PAGE:
○ ○ ○ ○ ○ ○ ○

23

I'm using Git subtree to "link" several subprojects into the main project (I'm coming from "svn:externals"). I've used it for some weeks, but the time to push changes to the subtree remote increases every commit.

$ git subtree push -P platform/rtos rtos master

git push using:  rtos master

1/    215 (0)2/    215 (1)3/    215 (2)4/    215 (3)5/    215 (4)6/    215 (5)7/    215 (6)8/    215 (7)9/    215 (8)10/    215 (9)11/    215 (9)12/    215 (10)13/    215 (11)14/    
...
20 more lines
...
(204)209/    215 (205)210/    215 (206)211/    215 (207)212/    215 (208)213/    215 (209)214/    215 (210)215/    215 (211)To https://github.com/rtos/rtos.git
   64546f..9454ce  9a9d34c5656655656565676768887899898767667348590 -> master

Is there any way to "clean up" the subtree and therefore reduce the time to push changes?

Anthony Mastrean
  • 21,850
  • 21
  • 110
  • 188
ferraith
  • 899
  • 1
  • 8
  • 19

5 Answers5

19

Try using the --rejoin flag, so that after the split the subtree is correctly merged back to your main repository. This way each split needs not to go through all history.

git subtree split --rejoin --prefix=<prefix> <commit...>

From the original subtree documentation:

After splitting, merge the newly created synthetic history back into your main project. That way, future splits can search only the part of history that has been added since the most recent --rejoin.

Maic López Sáenz
  • 10,385
  • 4
  • 44
  • 57
  • 5
    And use which ? I tried with the tip of that subtree and though it did the split/rejoin (not even sure what that means), my next subtree push was just as lengthy :( – Jorge Orpinel Pérez Mar 09 '15 at 19:59
  • 2
    Why would this work (can you explain what's happening when you use split/rejoin)? and how often do I need to run this (once? once-per-some-unspecified-event? before every push?) – Anthony Mastrean Feb 24 '20 at 16:28
7

No, unfortunately not. When you run git subtree push, it will recreate all commits for this subtree. It has to do that, as their SHA depends on the previous commit and needs those SHAs to be able to link the new commits to the old ones. It could cache that, but it doesn’t.

I guess this is the price you pay for using subtree vs. submodules. Subtree is very stateless in your repository, which is nice on the one hand but causes these long computations on the other hand. Submodules store all their information which requires you to manage it but also makes stuff like this a lot faster.

○ ○ ○ ○ ○ ○ ○

REQUIRED TASK 1:
Please locate every line of the records that contains the string "bottle" and copy each one; case counts.
The Git subtree thread and the records come from different sources.

GIVEN RECORDS:
○ ○ ○ ○ ○ ○ ○

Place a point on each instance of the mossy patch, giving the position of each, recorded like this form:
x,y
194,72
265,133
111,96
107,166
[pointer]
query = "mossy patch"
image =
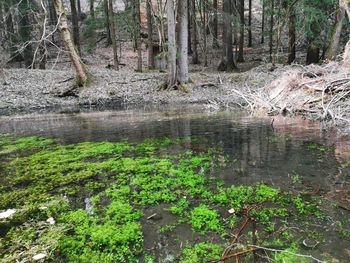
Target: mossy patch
x,y
120,181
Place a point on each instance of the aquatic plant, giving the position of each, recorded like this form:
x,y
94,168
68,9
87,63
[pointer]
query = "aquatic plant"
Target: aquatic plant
x,y
47,183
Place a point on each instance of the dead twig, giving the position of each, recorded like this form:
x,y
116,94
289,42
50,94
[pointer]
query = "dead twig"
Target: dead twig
x,y
288,252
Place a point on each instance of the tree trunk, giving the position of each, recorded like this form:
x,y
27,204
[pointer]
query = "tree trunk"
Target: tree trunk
x,y
190,51
333,48
82,75
183,42
79,9
93,18
271,28
25,29
75,23
108,30
263,23
150,34
313,49
240,57
113,34
195,57
230,63
250,40
138,43
346,58
171,44
205,25
292,37
215,25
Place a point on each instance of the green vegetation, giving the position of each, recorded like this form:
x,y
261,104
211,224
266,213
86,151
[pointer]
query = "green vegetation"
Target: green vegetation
x,y
201,252
46,181
203,219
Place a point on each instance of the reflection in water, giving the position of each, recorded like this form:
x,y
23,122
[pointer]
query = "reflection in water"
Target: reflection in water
x,y
257,152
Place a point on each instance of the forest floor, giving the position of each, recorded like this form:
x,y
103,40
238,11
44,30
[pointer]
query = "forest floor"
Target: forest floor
x,y
316,92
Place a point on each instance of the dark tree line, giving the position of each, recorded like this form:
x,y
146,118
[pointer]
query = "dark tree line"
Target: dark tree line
x,y
179,32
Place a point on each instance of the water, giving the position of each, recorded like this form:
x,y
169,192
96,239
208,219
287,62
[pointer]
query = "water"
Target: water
x,y
275,154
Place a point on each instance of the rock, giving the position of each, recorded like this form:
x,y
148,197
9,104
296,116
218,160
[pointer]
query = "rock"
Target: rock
x,y
8,213
39,256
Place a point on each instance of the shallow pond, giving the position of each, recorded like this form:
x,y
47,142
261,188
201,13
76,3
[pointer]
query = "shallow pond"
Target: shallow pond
x,y
171,185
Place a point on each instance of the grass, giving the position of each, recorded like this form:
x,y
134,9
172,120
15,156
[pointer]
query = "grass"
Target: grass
x,y
42,178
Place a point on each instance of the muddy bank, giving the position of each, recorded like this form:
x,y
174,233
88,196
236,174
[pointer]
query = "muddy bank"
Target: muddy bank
x,y
26,91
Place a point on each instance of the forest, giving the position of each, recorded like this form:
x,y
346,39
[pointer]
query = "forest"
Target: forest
x,y
182,39
174,131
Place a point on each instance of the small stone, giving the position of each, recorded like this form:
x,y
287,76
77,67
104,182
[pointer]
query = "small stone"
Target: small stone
x,y
39,256
51,220
8,213
231,211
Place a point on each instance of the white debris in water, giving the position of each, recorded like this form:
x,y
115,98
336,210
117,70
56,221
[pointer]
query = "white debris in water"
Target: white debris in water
x,y
51,220
39,256
8,213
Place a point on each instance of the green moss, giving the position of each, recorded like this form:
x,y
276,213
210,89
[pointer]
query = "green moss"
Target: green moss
x,y
9,144
201,252
122,180
204,219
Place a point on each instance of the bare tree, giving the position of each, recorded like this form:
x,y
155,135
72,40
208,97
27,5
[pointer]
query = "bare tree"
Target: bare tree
x,y
183,42
334,45
113,34
82,74
171,44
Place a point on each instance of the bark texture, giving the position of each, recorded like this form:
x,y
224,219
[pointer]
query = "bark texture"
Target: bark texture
x,y
171,44
183,42
82,75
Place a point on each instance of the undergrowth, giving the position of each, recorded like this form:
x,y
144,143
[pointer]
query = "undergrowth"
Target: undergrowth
x,y
43,179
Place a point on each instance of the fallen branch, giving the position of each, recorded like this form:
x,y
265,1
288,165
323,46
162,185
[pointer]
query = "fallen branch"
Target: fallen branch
x,y
288,252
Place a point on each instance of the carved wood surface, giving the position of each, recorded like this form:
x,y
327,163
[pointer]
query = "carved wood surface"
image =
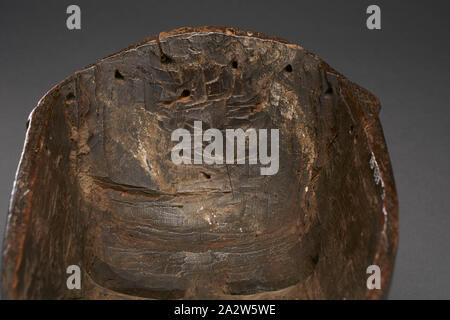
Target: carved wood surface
x,y
96,186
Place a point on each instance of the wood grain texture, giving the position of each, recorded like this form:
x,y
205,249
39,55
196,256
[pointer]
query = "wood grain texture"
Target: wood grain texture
x,y
96,186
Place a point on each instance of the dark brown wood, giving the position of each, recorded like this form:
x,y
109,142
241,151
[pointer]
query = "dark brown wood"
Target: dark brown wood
x,y
96,186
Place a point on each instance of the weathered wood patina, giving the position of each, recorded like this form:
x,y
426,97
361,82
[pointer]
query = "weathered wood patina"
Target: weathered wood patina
x,y
96,186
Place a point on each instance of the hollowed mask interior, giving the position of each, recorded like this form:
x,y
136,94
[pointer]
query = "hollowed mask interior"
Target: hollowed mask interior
x,y
106,195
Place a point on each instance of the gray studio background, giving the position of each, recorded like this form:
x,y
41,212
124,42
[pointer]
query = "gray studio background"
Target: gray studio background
x,y
406,65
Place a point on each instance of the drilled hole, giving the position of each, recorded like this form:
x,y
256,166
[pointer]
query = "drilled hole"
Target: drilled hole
x,y
70,96
165,58
185,93
118,75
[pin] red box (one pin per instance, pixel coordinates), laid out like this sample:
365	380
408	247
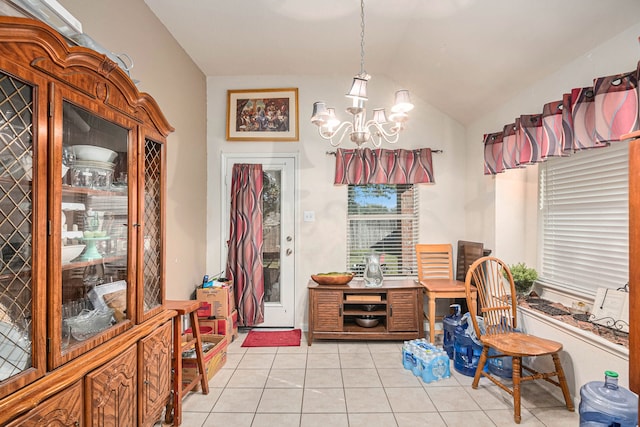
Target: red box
218	302
227	326
214	358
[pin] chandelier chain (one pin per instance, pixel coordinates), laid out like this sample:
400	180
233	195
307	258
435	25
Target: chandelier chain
362	72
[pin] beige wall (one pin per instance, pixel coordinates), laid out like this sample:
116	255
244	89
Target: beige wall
497	201
168	74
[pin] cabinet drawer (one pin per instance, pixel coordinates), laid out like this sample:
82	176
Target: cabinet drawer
62	410
112	392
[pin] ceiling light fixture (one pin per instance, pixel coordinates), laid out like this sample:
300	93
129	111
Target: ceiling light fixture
360	131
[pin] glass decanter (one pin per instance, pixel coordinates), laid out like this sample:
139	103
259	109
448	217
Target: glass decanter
372	271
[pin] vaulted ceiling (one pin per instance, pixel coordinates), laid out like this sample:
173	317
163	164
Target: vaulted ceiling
464	57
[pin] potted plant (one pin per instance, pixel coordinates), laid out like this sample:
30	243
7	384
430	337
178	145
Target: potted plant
523	278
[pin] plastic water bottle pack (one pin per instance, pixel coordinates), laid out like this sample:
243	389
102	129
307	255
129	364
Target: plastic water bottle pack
425	360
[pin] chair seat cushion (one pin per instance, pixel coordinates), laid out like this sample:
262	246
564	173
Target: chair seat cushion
519	344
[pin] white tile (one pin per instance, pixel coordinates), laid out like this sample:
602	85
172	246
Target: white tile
221	378
238	400
387	359
286	378
361	378
292	361
352	347
452	399
248	378
323	360
275	420
323	420
281	400
300	349
398	377
356	360
194	419
372	420
466	418
323	347
198	402
232	360
385	347
325	400
556	417
323	378
409	400
504	417
366	400
227	419
419	419
256	361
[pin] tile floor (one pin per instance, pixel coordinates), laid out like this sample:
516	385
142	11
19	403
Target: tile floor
348	383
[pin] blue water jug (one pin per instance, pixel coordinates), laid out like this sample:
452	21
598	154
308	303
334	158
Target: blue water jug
466	347
604	404
449	324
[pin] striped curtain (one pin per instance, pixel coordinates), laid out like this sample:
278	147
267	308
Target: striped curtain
244	261
587	117
380	166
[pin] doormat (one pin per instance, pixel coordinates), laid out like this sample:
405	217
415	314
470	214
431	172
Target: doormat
290	338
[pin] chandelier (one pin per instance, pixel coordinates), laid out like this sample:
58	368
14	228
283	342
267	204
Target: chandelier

○ ○ ○ ○ ○ ○ ○

REQUIRED TASK 2:
Resume the Git subtree thread after its last sentence, the one ending "a lot faster."

EXERCISE ANSWER 1:
[pin] plastic water bottle pack (one pin per instance, pixel coordinates), laid out like this sample:
Target: plastic water bottle pack

EXERCISE ANSWER 2:
Chronial
  • 66,706
  • 14
  • 93
  • 99
  • 8
    It is surprising `git subtree` can't (doesn't?) just cache this information, so that after the first `git subtree push` everything becomes relatively snappy. – davidg Jul 03 '14 at 06:40
  • @davidg It surely could. – Chronial Jul 03 '14 at 10:21
  • 3
    Especially on Windows this is ridiculously slow. In my case when you hit the 600 assertion count it takes over a minute for each push making git useless at that point. – Jorge Orpinel Pérez Mar 10 '15 at 15:11
0

@LopSae 's answer works but it will cloud your repo with lots of commits if you use squash to merge/pull

Here is the way to avoid that

git subtree split --rejoin --prefix=<subtree/path> --ignore-joins

When you do this, you want to push back the branch you pull from. Otherwise you can't create a pull request.

There are 2 options to handle this at least.

  1. Rebase

  2. Create a new branch on remote project and pull it and push back to that branch.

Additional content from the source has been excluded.